本文抜粋 -
....................

「今日はなんでも食べて良いよ」
「まぁ、なにか隠し事でもあって」
何故今まで存在を知らなかったのだろう。この店を知らない過去を巻き戻して、もう一度やり直したい、そう悔やまれるほどの店に出逢った。
「友よ、星の数ほど幸せを」
月光荘は、与謝野夫妻に憧れた少年が始めた画材屋。単なる画材屋というには勿体なく、名だたる文化人の集う、文字通り"サロン"として産声を上げた。
ご興味のある方は、どうか月光荘HPを。
チョット長いので、こういった類に興趣を感じない人は流し読みしたくなってしまうかもしれない。僕はもう、"あの頃"にタイムスリップしたような夢心地で読んだ。
記述にもある通り、冒頭の看板(「友を呼ぶホルン」)、その謳い文句は、芥川龍之介、島崎藤村、有島武郎らによって生まれた。月光荘の建築設計は藤田嗣治だそうな。
(※僕が訪れた際は、まだ生演奏を自粛していたようだが、つい数日前、再開したとのこと)
かなり急な階段、なんたら興業的な看板を掲げる商売の方がいらっしゃいそうな雑居ビル。
はぁはぁ…。
名物という、このガンボスープの香りだな。
ガツンとスパイシーを愛する僕、コーングリッツの効いたコーンブレッドを愛する僕、ガンボとコーンブレッドのセット以外選択肢があろうはずもなく。
この辺りで、スパイシーな良い香りがたまらなく漂ってきた。
お邪魔します。
星空が見えそうなテラスと、店内が数席。
迷いなくテラスへ。そもそも僕がこの日ここを訪れたのは、コロナ脳ながらも安心安全に喫茶を楽しめそうな場所だったから。
いにしえの文化人たちよ、こんな心持ちでサロンに足を踏み入れたことを赦して欲しい。
ちなみに、電話で、ほぼノーゲスなことを確認してから訪問した。ヤレヤレ。
迎えてくれた店員さん2人が予想外だった。
美味しいガンボを作ってくれそうな、近藤春菜似の女性、ISSAの現在形のような若い男。女性は、親切明るくも、どこかこちらを見ていないような不思議な距離感、男はサーブ時以外言葉発さず。でも、2人はずっとぺちゃくちゃ楽しそうに喋っている。マスクをしていないのが気になった。店内対策としては、食事で汚れた際の替えのマスクまで用意していて(メニューに書いてあった)、なぜ彼らはマスクをしていないのだろう。動いているスタッフは熱いから?熱中症予防?いや、今夜は極めて涼しいゾ。それか、開放的空間だから?いやいや、客と接する時は…。

....................

データセット -
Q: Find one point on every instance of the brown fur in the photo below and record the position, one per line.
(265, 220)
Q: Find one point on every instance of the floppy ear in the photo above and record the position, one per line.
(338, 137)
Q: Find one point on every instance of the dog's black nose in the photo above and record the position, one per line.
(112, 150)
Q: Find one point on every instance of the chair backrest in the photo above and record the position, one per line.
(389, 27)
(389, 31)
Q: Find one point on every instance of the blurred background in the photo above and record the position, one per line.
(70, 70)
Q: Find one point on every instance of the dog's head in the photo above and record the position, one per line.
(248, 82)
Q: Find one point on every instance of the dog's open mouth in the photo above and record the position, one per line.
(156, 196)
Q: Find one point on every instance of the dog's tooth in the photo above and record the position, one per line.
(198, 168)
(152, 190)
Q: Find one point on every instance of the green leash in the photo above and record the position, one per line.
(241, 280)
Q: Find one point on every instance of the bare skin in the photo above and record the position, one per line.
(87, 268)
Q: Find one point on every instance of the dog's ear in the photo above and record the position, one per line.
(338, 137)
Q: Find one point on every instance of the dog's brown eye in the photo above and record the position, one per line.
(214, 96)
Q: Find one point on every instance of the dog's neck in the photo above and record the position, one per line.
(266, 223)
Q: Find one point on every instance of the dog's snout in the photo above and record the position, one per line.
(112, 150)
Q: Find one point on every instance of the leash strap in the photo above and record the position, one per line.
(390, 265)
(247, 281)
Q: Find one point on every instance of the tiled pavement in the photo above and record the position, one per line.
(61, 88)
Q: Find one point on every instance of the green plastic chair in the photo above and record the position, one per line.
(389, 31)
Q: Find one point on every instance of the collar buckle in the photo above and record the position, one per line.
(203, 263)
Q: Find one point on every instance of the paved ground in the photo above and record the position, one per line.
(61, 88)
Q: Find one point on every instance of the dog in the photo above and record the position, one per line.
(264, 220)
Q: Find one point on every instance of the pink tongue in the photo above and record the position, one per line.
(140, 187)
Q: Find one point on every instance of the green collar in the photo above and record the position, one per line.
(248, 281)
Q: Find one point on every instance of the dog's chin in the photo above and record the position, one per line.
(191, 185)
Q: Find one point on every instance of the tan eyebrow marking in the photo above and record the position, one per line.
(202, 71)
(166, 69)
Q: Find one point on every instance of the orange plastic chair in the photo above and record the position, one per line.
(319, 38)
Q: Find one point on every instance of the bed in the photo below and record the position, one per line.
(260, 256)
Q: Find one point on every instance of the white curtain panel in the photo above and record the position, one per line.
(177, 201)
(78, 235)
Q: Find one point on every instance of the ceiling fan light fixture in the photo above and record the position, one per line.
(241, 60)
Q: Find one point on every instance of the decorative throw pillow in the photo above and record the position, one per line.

....................

作業依頼 A -
月光荘の訪問記のうち、「この辺りで、スパイシーな良い香りがたまらなく漂ってきた。」から「いやいや、客と接する時は…。」までを、両端の語句も含めて引用してください。
作業依頼 B -
月光荘の訪問記によると、月光荘の建築設計を手がけたのは誰ですか。
作業依頼 C -
月光荘の訪問記を、最後の文の後から書き継いでください。

解答例 A -
この辺りで、スパイシーな良い香りがたまらなく漂ってきた。
お邪魔します。
星空が見えそうなテラスと、店内が数席。
迷いなくテラスへ。そもそも僕がこの日ここを訪れたのは、コロナ脳ながらも安心安全に喫茶を楽しめそうな場所だったから。
いにしえの文化人たちよ、こんな心持ちでサロンに足を踏み入れたことを赦して欲しい。
ちなみに、電話で、ほぼノーゲスなことを確認してから訪問した。ヤレヤレ。
迎えてくれた店員さん2人が予想外だった。
美味しいガンボを作ってくれそうな、近藤春菜似の女性、ISSAの現在形のような若い男。女性は、親切明るくも、どこかこちらを見ていないような不思議な距離感、男はサーブ時以外言葉発さず。でも、2人はずっとぺちゃくちゃ楽しそうに喋っている。マスクをしていないのが気になった。店内対策としては、食事で汚れた際の替えのマスクまで用意していて(メニューに書いてあった)、なぜ彼らはマスクをしていないのだろう。動いているスタッフは熱いから?熱中症予防?いや、今夜は極めて涼しいゾ。それか、開放的空間だから?いやいや、客と接する時は…。

解答例 B -
藤田嗣治です。

解答例 C -
あぁ、もうやめよう、せっかくの気分を自ら台無しにしている。そう思いつつも、せっせと手持ちのアルコールシートでテーブルを除菌し、極力彼らから距離のある席を選んだ。
さ、もう何も考えまい、食事を選ぼう。
だったのだが、
はなれの銀ブラコーヒーと、
月のレモンケーキにした。
そのフォルムと音に惹かれて。
生憎、生演奏ではないが、サロンを十分に感ぜられる音楽と光とこの空間を感じて欲しい。
月のレモンケーキ、ほっかほかの状態でサーブされた。サクサクふかふか、かわいいお月さま。
月のレモンケーキ、ほっかほかの状態でサーブされた。サクサクふかふか、かわいいお月さま。
大切に大切に、フォークとナイフでいただいた。
マスクさえしていてくれたらな、何度でも来るのにな、もう来ないかもしれないな…ずっとずっと、Twitterで日替わりメニューも追ってたんだけどな。この日を待ちわびてたんだけどな。恨むべくは、店員ではなく、僕のこの思考。
はなれの銀ブラコーヒー。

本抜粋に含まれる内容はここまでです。